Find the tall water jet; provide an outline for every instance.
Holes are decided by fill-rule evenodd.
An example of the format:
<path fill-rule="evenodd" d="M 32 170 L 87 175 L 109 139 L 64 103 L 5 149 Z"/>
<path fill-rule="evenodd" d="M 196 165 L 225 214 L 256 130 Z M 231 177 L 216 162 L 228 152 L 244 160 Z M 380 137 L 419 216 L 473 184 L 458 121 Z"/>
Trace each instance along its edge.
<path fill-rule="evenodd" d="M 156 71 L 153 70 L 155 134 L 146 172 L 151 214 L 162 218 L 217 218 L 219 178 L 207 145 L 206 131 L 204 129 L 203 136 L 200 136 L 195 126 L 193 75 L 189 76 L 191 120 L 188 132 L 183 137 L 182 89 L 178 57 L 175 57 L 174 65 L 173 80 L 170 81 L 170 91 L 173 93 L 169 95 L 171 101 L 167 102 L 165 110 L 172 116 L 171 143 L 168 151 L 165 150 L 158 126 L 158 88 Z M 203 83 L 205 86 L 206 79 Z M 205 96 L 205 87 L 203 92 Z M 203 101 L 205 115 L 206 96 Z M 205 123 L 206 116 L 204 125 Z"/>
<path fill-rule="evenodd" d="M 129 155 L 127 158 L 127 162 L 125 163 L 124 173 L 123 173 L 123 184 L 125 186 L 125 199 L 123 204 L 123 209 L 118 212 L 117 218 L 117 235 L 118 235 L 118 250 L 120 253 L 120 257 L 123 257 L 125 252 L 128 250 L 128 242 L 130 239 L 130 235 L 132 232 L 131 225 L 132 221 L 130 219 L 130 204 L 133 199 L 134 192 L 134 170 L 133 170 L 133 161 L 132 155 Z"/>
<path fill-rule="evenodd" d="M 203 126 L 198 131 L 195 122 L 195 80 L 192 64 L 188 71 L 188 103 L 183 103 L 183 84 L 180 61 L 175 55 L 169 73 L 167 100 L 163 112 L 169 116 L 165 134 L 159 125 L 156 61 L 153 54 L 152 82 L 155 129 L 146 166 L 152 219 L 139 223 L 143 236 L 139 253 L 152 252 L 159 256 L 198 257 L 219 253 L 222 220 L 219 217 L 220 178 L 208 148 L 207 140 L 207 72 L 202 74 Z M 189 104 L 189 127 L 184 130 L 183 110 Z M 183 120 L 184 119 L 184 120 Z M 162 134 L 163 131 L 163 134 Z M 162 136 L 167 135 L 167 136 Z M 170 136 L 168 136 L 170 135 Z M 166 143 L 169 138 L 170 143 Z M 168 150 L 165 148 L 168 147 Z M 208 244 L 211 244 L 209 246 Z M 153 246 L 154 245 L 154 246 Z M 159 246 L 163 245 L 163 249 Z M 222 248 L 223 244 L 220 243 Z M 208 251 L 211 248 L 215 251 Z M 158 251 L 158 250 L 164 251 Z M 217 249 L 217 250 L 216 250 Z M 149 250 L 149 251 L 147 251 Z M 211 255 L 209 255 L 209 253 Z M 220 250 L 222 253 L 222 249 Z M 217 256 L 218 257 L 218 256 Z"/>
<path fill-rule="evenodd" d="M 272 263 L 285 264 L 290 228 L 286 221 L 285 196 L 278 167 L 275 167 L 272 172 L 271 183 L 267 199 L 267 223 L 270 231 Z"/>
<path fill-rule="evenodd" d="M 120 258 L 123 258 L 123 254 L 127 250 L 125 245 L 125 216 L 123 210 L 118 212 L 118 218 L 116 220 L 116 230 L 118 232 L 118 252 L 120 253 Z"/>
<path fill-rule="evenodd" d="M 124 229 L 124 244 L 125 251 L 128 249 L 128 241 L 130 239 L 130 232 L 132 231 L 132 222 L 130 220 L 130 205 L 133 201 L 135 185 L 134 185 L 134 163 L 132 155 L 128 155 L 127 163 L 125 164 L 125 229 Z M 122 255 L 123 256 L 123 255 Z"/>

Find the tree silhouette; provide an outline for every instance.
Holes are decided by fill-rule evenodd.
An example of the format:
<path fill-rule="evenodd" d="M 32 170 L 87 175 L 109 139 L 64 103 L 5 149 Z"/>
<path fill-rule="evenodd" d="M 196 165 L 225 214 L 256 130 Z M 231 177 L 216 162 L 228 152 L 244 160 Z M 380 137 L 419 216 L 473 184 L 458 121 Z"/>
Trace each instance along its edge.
+ + + + +
* YOUR INSTRUCTIONS:
Look through the entries, and return every line that the word "outline" appears in.

* SOLVED EXERCISE:
Find the tall water jet; provide an outline for every instance.
Find the tree silhouette; provide an outline for every instance.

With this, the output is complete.